======== Extract provided

Now, about those food stalls.  There’s a good variety of grub on offer to cater for most tastes at the usual festival prices.  A decent meal cost no more than you would pay for the equivalent at a local takeaway restaurant.   On this occasion I was tempted over to Northfield Farm hot food stall.  The steak burger I had was superb.

I also highly recommend the Vegetarian and Vegan stall.  The food was top notch, but the coffee was excellent and you got a discount if you used your own reusable flask.  Nice!  The festival itself has been recognised for their ethical and environmental values and were awarded Outstanding status in the A Greener Festival Award in 2018.  Another reason to love Cambridge Folk Festival.

I took the aforementioned steak burger over to sit and eat in the shade of The Club Tent where Feis Rois were playing their blend of trad folk and beautifully sung harmonies.  I had a really lovely time people watching and having a sway while eating good food.

Time to take it back up a notch before I got too comfy, so back to Stage 2 I went.  Nick Mulvey was this year’s guest curator and one of his band choices were Fofoulah.  Traditional Sabar drumming, dub basslines and electronica merge to form this leaping and bouncing afro-dub explosion.  Standing and watching was not an option because dancing was mandatory.  They certainly got the blood pumping.

After Fofoulah I was straight off to Stage 1 for Gruff Rhys.  Opening with “Frontier Man”, his deep, gruff voice and gentle folk/country/rock songs were a salve.  Sitting in the main arena while he and his band played was a perfect moment to sit, to listen and just be.

One act I was really looking forward to seeing as I’d heard a lot of good things, was the guest curator himself, Nick Mulvey.  Wow.  Just wow!  This man has talent in spades.  Standing on stage, just him and a collection of guitars, a band accompaniment was not needed.  His visual lyrics were just gorgeous and his persona on stage was utterly adorable and completely charming.

================

Requirement: Name every musical act that the festival review describes performing. The items that come after this festival review have no connection to it.

======== Data lines

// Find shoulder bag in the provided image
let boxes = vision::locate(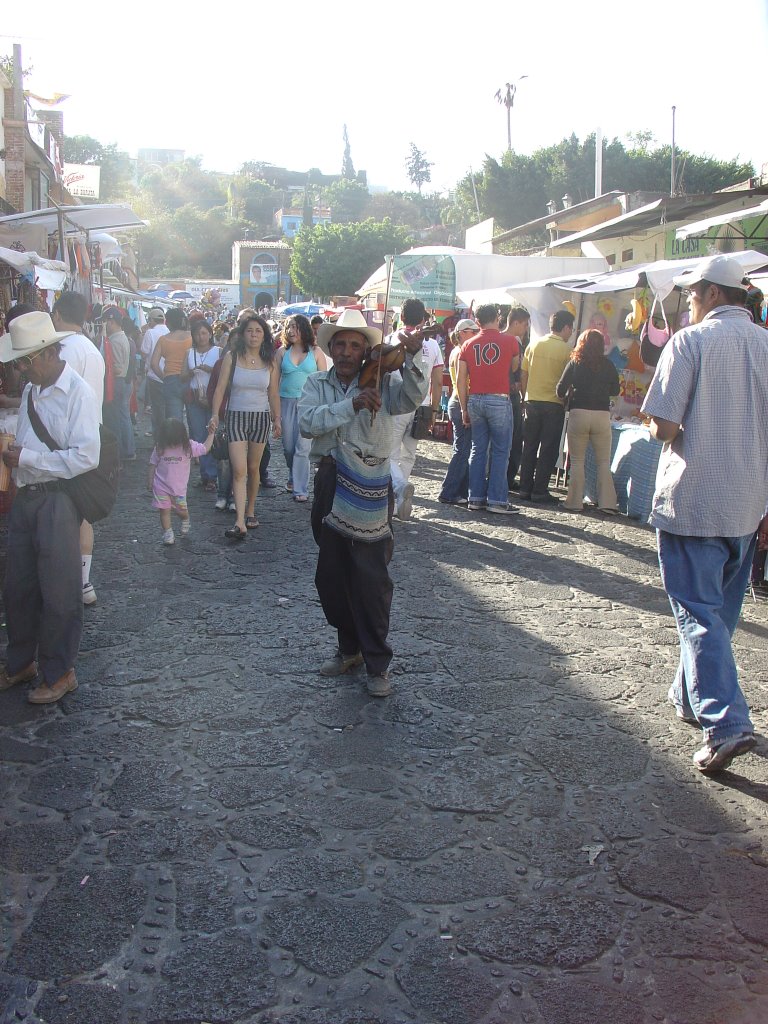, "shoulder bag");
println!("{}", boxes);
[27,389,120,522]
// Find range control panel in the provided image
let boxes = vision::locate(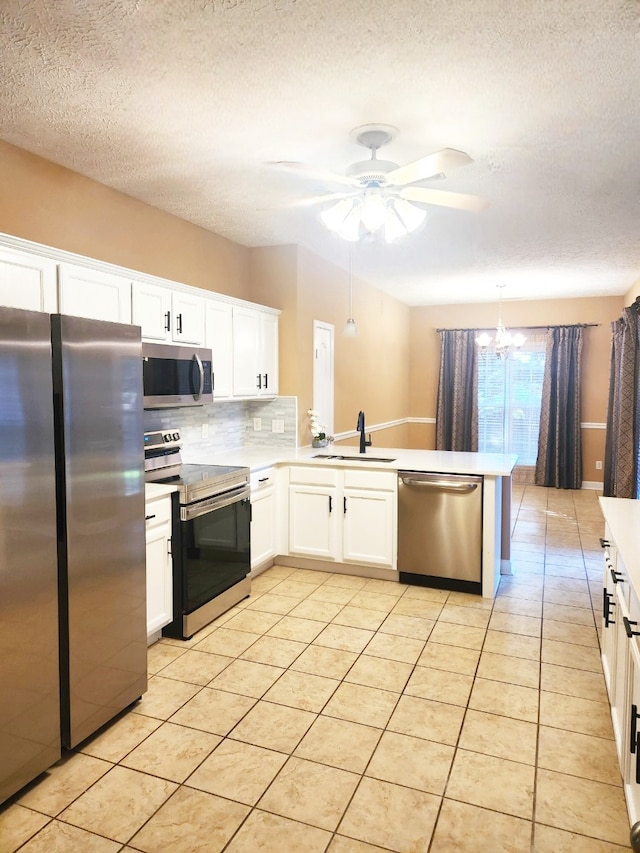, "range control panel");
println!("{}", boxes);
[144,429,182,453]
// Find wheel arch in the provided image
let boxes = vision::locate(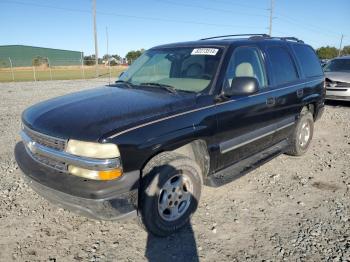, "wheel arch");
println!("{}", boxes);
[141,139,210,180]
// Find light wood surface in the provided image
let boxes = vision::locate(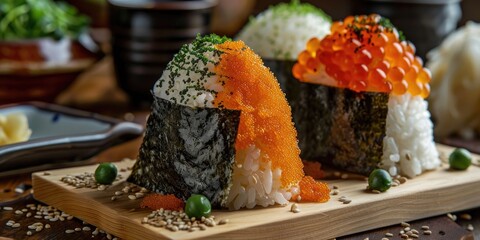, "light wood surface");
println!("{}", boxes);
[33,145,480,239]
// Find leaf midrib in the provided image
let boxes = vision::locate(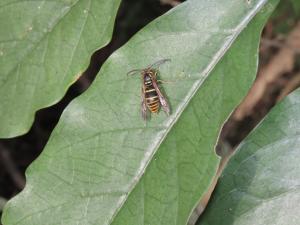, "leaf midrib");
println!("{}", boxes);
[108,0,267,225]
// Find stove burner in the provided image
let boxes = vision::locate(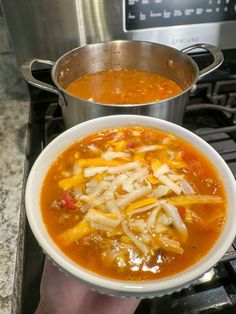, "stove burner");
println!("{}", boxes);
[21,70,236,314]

================
======== Data lines

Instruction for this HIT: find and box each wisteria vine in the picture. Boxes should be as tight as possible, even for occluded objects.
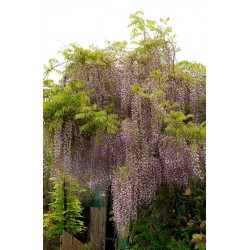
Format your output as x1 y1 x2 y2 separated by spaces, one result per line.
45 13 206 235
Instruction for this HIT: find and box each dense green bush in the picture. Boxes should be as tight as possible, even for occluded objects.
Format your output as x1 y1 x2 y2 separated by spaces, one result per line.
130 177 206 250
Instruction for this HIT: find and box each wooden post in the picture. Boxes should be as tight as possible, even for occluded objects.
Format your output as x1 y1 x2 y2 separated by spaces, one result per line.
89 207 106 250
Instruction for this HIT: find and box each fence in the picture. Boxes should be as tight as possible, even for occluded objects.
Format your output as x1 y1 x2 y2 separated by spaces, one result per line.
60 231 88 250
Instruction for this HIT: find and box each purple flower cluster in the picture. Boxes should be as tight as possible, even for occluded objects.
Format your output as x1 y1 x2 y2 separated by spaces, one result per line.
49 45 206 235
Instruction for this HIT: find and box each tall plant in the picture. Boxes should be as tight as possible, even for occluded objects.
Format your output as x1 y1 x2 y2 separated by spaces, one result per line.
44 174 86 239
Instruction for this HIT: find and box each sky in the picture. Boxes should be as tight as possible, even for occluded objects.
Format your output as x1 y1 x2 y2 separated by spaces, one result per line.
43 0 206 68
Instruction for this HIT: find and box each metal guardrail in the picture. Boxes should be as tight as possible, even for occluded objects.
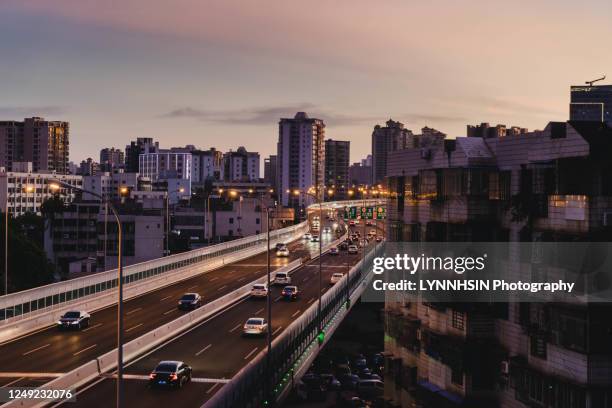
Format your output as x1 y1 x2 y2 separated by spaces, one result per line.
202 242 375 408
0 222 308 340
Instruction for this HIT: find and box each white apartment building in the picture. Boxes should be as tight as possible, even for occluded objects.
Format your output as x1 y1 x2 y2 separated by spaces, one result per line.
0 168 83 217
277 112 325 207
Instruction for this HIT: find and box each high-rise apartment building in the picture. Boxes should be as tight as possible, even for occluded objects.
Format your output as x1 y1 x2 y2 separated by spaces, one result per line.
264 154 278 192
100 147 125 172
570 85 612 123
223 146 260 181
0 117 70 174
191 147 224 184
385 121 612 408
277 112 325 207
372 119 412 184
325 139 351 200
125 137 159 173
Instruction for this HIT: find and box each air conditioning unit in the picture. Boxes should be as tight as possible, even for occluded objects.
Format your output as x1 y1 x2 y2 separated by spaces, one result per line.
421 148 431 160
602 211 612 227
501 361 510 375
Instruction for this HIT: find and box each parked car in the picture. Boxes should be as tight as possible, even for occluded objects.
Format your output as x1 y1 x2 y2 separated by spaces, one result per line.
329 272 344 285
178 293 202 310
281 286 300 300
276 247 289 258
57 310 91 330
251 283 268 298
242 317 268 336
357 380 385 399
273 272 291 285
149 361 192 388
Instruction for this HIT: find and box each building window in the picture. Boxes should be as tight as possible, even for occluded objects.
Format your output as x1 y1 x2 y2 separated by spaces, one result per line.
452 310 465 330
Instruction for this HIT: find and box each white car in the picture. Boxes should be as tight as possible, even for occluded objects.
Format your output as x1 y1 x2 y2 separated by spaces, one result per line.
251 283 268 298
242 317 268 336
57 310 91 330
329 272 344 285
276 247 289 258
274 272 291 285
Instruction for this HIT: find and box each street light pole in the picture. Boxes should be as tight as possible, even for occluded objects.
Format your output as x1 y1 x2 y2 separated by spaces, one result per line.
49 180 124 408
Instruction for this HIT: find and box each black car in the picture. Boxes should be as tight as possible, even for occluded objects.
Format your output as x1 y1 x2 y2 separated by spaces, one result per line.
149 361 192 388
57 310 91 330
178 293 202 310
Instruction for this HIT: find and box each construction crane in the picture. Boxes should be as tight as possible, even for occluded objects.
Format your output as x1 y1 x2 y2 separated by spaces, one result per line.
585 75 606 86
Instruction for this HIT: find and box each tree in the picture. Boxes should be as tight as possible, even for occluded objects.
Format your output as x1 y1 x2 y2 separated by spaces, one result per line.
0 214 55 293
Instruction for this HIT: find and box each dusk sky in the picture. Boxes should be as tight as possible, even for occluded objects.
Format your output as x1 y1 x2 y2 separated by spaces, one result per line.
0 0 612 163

================
======== Data lines

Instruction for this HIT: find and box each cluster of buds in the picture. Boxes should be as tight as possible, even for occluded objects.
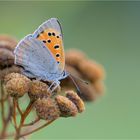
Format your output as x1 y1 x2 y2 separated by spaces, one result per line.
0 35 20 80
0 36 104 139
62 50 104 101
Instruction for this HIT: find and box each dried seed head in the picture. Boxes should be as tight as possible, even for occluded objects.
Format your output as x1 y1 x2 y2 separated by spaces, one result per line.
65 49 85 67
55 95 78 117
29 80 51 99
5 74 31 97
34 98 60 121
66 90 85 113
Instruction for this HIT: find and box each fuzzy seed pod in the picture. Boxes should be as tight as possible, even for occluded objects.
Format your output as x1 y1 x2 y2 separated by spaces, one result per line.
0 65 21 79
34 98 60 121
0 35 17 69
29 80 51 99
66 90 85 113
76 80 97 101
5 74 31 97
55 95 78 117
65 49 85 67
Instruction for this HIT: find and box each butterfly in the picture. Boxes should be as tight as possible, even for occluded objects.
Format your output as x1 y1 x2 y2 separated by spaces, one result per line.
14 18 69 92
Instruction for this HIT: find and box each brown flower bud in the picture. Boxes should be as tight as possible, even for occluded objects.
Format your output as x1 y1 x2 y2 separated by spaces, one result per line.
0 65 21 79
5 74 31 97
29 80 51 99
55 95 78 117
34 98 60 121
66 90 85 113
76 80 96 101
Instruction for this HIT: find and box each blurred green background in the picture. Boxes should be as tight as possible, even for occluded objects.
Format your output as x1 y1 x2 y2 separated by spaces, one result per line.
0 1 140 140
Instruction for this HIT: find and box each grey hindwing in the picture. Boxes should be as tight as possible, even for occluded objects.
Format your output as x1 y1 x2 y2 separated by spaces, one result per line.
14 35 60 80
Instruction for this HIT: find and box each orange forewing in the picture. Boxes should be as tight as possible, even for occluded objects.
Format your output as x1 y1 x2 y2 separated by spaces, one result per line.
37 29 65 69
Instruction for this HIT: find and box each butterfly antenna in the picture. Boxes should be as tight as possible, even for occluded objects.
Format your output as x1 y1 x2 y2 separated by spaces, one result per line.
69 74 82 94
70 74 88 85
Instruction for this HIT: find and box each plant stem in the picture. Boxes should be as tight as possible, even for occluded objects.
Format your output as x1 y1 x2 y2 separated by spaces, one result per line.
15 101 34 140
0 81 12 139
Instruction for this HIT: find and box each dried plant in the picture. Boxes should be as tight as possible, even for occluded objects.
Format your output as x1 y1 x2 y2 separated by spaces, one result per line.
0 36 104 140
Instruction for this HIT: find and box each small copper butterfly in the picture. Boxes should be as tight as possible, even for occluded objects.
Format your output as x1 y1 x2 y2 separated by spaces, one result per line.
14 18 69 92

================

Reply: Feis Rois, Fofoulah, Gruff Rhys, Nick Mulvey